> **Exercise prompt**
Please scale the coordinates in the data below, from the line containing "of the cove" through the end of the data, both included, and give only those lines. Write each of them again, requests too, with every coordinate in the answers multiplied by 1.4 and rounded to a whole number, halves up.
#####
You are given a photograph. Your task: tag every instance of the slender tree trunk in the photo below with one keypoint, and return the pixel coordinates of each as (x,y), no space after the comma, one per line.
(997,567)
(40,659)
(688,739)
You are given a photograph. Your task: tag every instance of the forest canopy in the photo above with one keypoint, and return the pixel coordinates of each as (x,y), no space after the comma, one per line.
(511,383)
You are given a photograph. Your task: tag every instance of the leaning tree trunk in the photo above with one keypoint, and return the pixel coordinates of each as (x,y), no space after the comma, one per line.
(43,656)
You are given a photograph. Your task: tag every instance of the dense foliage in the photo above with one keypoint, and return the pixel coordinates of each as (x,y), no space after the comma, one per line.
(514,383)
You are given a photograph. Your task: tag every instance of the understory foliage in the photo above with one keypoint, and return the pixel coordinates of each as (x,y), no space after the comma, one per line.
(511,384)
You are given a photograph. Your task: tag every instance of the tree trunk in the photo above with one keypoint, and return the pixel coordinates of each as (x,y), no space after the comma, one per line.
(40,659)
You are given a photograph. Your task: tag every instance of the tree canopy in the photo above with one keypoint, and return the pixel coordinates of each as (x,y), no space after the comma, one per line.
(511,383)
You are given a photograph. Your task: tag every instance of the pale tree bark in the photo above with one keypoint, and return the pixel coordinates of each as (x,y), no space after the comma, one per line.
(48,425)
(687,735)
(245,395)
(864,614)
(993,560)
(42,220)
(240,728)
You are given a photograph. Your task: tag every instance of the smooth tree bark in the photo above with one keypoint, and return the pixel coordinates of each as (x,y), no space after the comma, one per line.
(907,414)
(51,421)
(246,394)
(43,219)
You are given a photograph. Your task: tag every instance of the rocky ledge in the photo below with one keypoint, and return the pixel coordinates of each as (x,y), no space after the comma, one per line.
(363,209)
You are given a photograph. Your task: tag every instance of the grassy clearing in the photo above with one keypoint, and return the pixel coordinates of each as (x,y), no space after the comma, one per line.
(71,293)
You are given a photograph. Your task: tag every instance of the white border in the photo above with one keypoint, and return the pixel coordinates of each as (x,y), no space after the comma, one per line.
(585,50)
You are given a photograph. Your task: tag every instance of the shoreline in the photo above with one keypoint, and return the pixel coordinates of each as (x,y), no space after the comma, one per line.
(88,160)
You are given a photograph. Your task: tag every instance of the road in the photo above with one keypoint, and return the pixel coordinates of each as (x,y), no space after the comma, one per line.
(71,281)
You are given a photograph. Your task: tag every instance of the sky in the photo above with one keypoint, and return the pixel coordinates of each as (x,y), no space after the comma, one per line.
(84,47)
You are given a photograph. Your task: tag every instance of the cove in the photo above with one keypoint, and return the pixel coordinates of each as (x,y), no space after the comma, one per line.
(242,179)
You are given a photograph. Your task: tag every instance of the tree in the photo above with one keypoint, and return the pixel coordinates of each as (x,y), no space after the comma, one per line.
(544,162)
#####
> **Written solution**
You are given a photograph. Your task: tag every instance of the cove in the photo above with one keypoint, and return the pixel coordinates of each as (x,y), no space after the comma, one per line.
(339,251)
You are given a photograph. Your task: tag every instance of the tree in the photo above with one keypoint, and return the pixel coordinates of each as (x,y), no space after the comma, one per line.
(762,227)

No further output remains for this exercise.